* **Fragmento de página**:
━━━━━━━━━━━━━━━━━━━━

El Zócalo, inmenso set para la lectura de noticias sobre la privatización de Pemex

Jesús Ortega fue el primero en llegar al templete. Demasiado temprano. Eran las 10:30 de la mañana, el presídium se encontraba semivacío –sólo había técnicos– y no estaban dejando subir a nadie. “Al rato vuelvo”, prometió. Pero no lo hizo. En cambio, su correligionario, el senador Carlos Navarrete, no tuvo ningún problema. Tampoco el diputado Javier González Garza. De algo les valió, en materia de respeto del pueblo, su apoyo a la huelga legislativa en las cámaras del Congreso.

La muchedumbre entraba al Zócalo capitalino con los volantes que la víspera, por todos los rumbos y orillas del Distrito Federal, habían entregado las brigadas en defensa del petróleo. Esos papeles pedían que nadie cayera en la provocación porque, a las 12 en punto, las campanas de catedral sonarían durante muchos minutos –unos calculaban 15, otros el doble, algunos incluso “dos horas y media”– en memoria del cardenal Ernesto Corripio Ahumada.

“Cuando empiecen a tocar las campanas, todos vamos a guardar silencio con mucho respeto hasta que terminen”, decía en consecuencia la maestra de ceremonias, Jesusa Rodríguez, cuando al cuarto para las 12 la mitad de la plancha ya estaba repleta (la otra aún la ocupa el museo nómada, que ya mero se va), y miles y miles más se codeaban en 20 de Noviembre ante una pantalla gigante, mientras nuevos grupos de caminantes se iban quedando atorados a lo largo de Madero, casi hasta Isabel la Católica.

Delante del templete, abajo, mezclado entre la multitud, el presidente municipal de Acapulco, Félix Salgado Macedonio, formaba parte de una delegación de mil guerrerenses encabezados por Eloy Cisneros, pertenecientes al comité estatal defensor del petróleo en aquella región del sur.

━━━━━━━━━━━━━━━━━━━━

* **Material**:

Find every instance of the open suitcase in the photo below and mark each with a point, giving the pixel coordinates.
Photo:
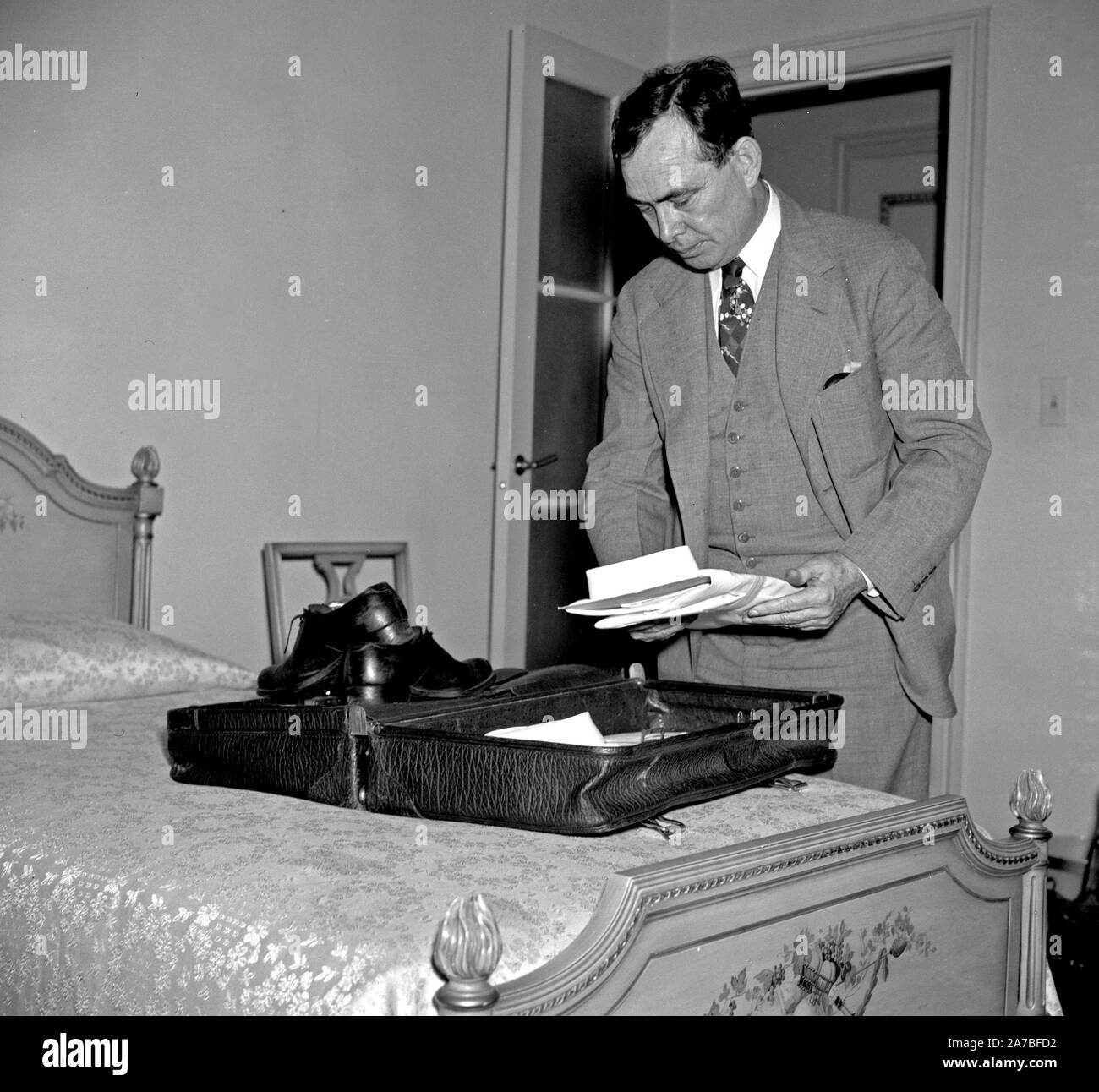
(431, 758)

━━━━━━━━━━━━━━━━━━━━

* **Instrucciones de trabajo**: Transcribe tal cual la parte de la crónica sobre el Zócalo que va desde "Jesús Ortega fue" hasta "cámaras del Congreso.".

* **Respuesta**:
Jesús Ortega fue el primero en llegar al templete. Demasiado temprano. Eran las 10:30 de la mañana, el presídium se encontraba semivacío –sólo había técnicos– y no estaban dejando subir a nadie. “Al rato vuelvo”, prometió. Pero no lo hizo. En cambio, su correligionario, el senador Carlos Navarrete, no tuvo ningún problema. Tampoco el diputado Javier González Garza. De algo les valió, en materia de respeto del pueblo, su apoyo a la huelga legislativa en las cámaras del Congreso.